» SOURCE DOCUMENT
* * * * * * *

Short and Proud? GQ Grapples with Black Men and “Rebellious” Naturals
by Latoya Peterson

My boyfriend brought home the GQ with a three-quarters naked Rihanna on the cover (for obvious reasons), but warned me against reading the articles. (He’s a staunch Esquire man.) Ignoring his advice, I decided to flip through the magazine – and the first article in the “Grooming” section immediately catches my attention. In “Say It Loud – Keep It Short and Proud,” Knox Robinson reveals early on in the piece that he sported dreadlocks for close to 14 years.
He describes cutting off his dreads as the acceptance of a life transition:
I was at the start of my thirties and dutifully undergoing the transitions of that age—the arrival of a son, new career moves. With a radically new appearance, I felt distinctly like a man who’d escaped through the back door of a burning building and used the second chance to set out on a completely new path. Old acquaintances stared right past me on the train, and at parties women who once denied my advances wondered who I was.

* * * * * * *

» DATA
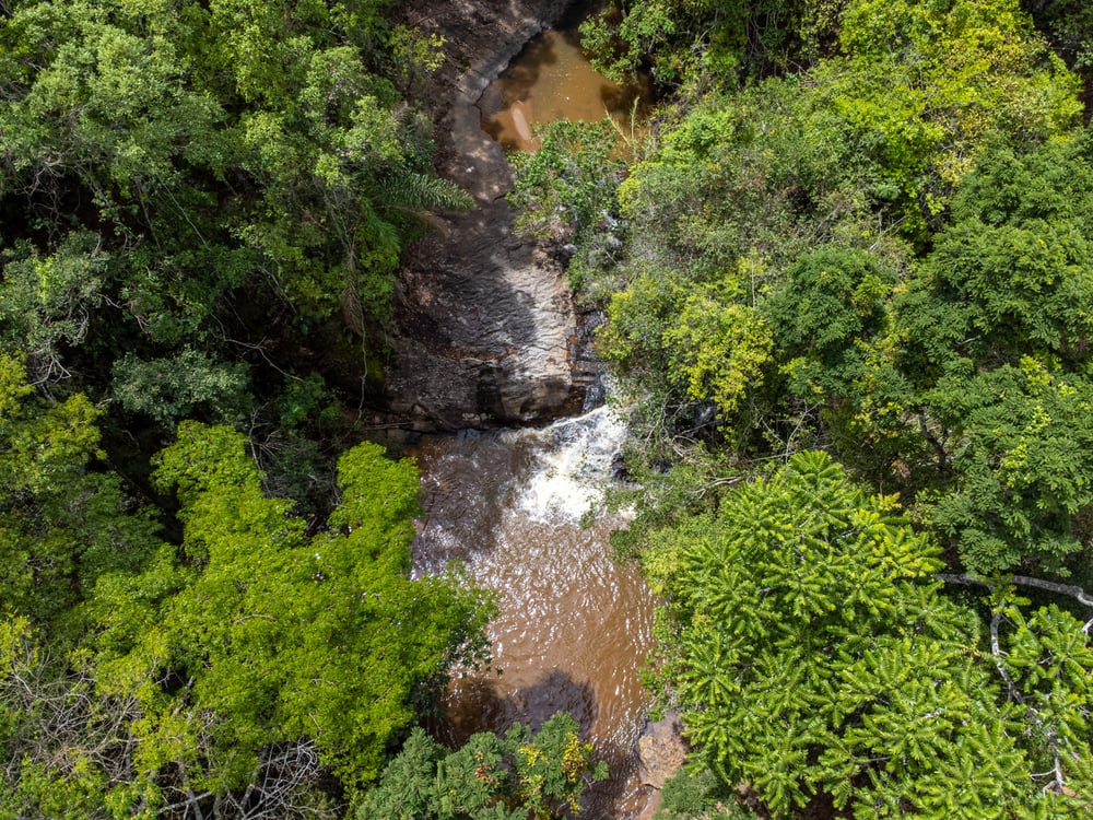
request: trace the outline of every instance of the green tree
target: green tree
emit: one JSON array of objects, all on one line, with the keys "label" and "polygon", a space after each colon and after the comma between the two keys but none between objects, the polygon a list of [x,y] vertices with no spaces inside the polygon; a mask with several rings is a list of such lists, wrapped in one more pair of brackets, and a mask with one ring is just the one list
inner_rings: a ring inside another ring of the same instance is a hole
[{"label": "green tree", "polygon": [[177,492],[180,548],[101,578],[89,604],[99,692],[136,693],[134,768],[167,805],[260,790],[270,750],[302,743],[346,786],[367,783],[422,688],[483,646],[479,593],[409,576],[410,462],[346,453],[342,501],[309,538],[289,502],[263,496],[244,444],[179,426],[156,477]]},{"label": "green tree", "polygon": [[[1081,623],[1007,608],[1015,629],[999,637],[999,617],[988,648],[930,578],[937,554],[892,499],[819,453],[653,540],[671,630],[661,673],[725,787],[748,783],[776,817],[810,804],[857,818],[1084,811],[1062,793],[1081,793],[1089,768]],[[1072,654],[1037,643],[1060,632]],[[1036,660],[1008,660],[1025,642]],[[1047,694],[1057,675],[1077,677]]]},{"label": "green tree", "polygon": [[150,511],[103,465],[102,412],[81,394],[42,398],[23,361],[0,355],[0,601],[57,642],[79,637],[75,608],[99,576],[158,544]]},{"label": "green tree", "polygon": [[548,820],[571,817],[607,765],[577,722],[559,712],[532,733],[516,724],[503,737],[479,733],[451,751],[422,729],[357,807],[359,820]]}]

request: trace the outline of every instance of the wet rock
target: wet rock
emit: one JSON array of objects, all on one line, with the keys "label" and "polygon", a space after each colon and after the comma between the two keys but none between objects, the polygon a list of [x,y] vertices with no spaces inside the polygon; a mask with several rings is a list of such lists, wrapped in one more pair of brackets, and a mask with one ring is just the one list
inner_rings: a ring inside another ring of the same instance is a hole
[{"label": "wet rock", "polygon": [[642,765],[642,785],[662,788],[686,760],[686,741],[679,715],[670,714],[650,723],[637,739],[637,757]]},{"label": "wet rock", "polygon": [[485,86],[556,22],[565,0],[408,0],[403,22],[445,38],[426,97],[438,122],[438,171],[475,208],[440,214],[409,255],[385,367],[383,403],[415,430],[548,421],[579,410],[573,300],[556,260],[515,235],[504,195],[512,167],[481,128]]}]

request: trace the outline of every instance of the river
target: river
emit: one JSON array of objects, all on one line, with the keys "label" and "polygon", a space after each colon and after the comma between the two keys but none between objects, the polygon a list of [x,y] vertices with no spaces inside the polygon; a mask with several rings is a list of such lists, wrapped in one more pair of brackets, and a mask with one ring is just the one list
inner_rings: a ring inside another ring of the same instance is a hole
[{"label": "river", "polygon": [[611,559],[608,537],[622,522],[581,526],[624,435],[601,407],[542,430],[426,436],[407,450],[425,494],[415,571],[459,561],[500,595],[489,636],[501,673],[455,680],[437,734],[459,745],[568,711],[609,762],[610,781],[586,799],[583,817],[595,820],[642,817],[651,797],[635,745],[649,706],[639,669],[655,599],[635,567]]},{"label": "river", "polygon": [[[572,32],[546,31],[478,106],[483,129],[506,149],[533,150],[537,124],[624,118],[633,99],[591,70]],[[624,522],[600,515],[583,526],[625,435],[599,407],[542,429],[427,435],[403,448],[418,460],[425,499],[414,571],[457,561],[500,606],[489,637],[501,673],[454,680],[433,731],[458,746],[475,731],[516,721],[537,728],[569,712],[610,770],[586,795],[587,820],[647,818],[656,801],[636,758],[655,599],[635,567],[611,558],[609,535]]]}]

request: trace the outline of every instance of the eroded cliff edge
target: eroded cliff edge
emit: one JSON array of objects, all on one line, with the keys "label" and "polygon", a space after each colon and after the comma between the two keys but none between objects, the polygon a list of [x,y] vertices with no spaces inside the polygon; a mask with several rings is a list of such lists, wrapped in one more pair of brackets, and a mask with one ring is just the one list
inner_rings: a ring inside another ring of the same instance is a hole
[{"label": "eroded cliff edge", "polygon": [[384,405],[418,430],[533,424],[579,410],[590,374],[562,270],[513,230],[512,168],[481,129],[485,86],[568,0],[408,0],[401,20],[442,35],[425,91],[437,168],[473,195],[408,255]]}]

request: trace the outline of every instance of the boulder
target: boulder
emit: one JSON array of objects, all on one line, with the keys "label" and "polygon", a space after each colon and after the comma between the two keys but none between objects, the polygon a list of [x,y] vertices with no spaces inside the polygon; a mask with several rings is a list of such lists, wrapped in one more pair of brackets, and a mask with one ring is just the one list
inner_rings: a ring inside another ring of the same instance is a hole
[{"label": "boulder", "polygon": [[514,233],[512,167],[481,128],[482,91],[565,0],[408,0],[401,19],[445,38],[426,90],[437,168],[473,211],[439,214],[400,278],[383,405],[415,430],[542,423],[578,411],[592,365],[556,260]]},{"label": "boulder", "polygon": [[662,788],[686,760],[687,746],[683,739],[683,723],[678,714],[649,723],[637,739],[642,785]]}]

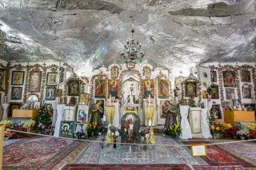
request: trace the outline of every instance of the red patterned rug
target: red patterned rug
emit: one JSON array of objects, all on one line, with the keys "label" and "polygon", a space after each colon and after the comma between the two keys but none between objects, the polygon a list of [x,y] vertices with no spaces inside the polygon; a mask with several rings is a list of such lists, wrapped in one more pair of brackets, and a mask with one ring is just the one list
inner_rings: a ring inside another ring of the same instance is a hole
[{"label": "red patterned rug", "polygon": [[81,144],[54,137],[23,139],[3,149],[3,169],[50,169]]},{"label": "red patterned rug", "polygon": [[[182,141],[185,144],[210,144],[207,141]],[[232,151],[227,151],[221,145],[207,145],[206,156],[202,156],[208,164],[214,166],[241,165],[242,167],[256,167],[256,163]]]},{"label": "red patterned rug", "polygon": [[244,170],[235,166],[193,166],[187,164],[66,164],[62,170]]}]

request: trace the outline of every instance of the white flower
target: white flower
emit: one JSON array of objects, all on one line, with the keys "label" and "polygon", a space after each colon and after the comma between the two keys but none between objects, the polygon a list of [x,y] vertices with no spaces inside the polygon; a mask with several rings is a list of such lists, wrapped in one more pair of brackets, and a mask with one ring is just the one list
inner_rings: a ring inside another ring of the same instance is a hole
[{"label": "white flower", "polygon": [[119,136],[118,131],[115,131],[114,136]]}]

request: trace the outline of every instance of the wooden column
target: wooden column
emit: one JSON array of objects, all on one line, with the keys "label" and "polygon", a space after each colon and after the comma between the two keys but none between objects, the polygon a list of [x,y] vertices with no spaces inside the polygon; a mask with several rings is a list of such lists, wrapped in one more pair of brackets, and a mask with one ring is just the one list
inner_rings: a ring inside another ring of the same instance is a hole
[{"label": "wooden column", "polygon": [[2,167],[4,132],[5,132],[5,125],[0,125],[0,170],[2,170]]}]

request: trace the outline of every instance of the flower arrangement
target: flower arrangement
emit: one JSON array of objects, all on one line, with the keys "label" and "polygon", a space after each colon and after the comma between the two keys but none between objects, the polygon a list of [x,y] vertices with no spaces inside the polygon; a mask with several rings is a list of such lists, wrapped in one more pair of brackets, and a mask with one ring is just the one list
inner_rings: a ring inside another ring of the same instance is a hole
[{"label": "flower arrangement", "polygon": [[182,130],[182,128],[181,128],[179,123],[174,124],[174,125],[170,125],[169,128],[170,134],[174,135],[175,136],[179,136]]}]

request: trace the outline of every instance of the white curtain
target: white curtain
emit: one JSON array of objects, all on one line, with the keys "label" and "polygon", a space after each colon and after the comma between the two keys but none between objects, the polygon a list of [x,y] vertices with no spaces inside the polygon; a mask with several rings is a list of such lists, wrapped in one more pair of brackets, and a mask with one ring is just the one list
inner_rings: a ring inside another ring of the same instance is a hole
[{"label": "white curtain", "polygon": [[57,105],[57,120],[55,123],[54,128],[54,136],[59,136],[59,129],[61,128],[61,122],[64,121],[64,107],[65,105]]},{"label": "white curtain", "polygon": [[182,128],[180,138],[182,139],[190,139],[192,138],[191,128],[187,119],[189,114],[190,106],[188,105],[180,105],[180,113],[182,117],[181,128]]},{"label": "white curtain", "polygon": [[52,126],[55,125],[56,123],[56,119],[57,119],[57,101],[54,101],[51,104],[53,109],[54,109],[54,113],[53,113],[53,122],[51,123]]},{"label": "white curtain", "polygon": [[210,135],[209,122],[207,121],[207,109],[201,109],[201,128],[203,138],[212,138]]}]

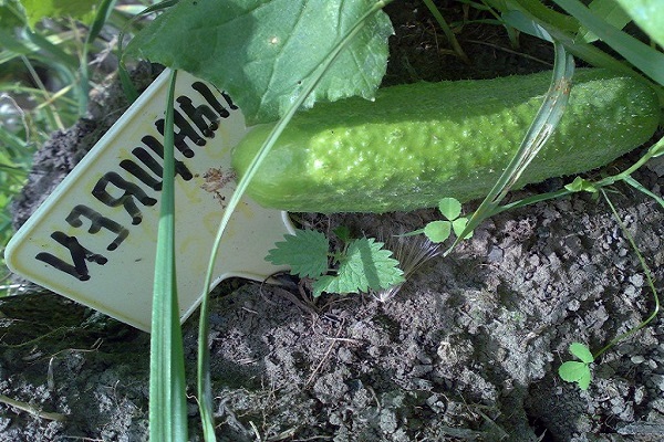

* * * * * * *

» WRITTEN PROBLEM
According to the article on GQ and short natural hair, why did Knox Robinson cut off his dreadlocks? Answer in one to three sentences. The listing stands on its own and has no tie to the article.

» REPLY TO THE TASK
He cut them off as a way of accepting a life transition. He was at the start of his thirties and going through the changes of that age, including the arrival of a son and new career moves.